Aim of the task >> Each entry below should be retyped exactly, with nothing omitted.

(Data extracted from a collection)
__________

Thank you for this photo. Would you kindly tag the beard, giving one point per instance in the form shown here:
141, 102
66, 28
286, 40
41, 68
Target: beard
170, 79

__________

Written solution >>
Thank you for this photo. Would you kindly tag the beard, giving one point per instance in the form shown here:
141, 102
66, 28
286, 40
41, 68
Target: beard
170, 79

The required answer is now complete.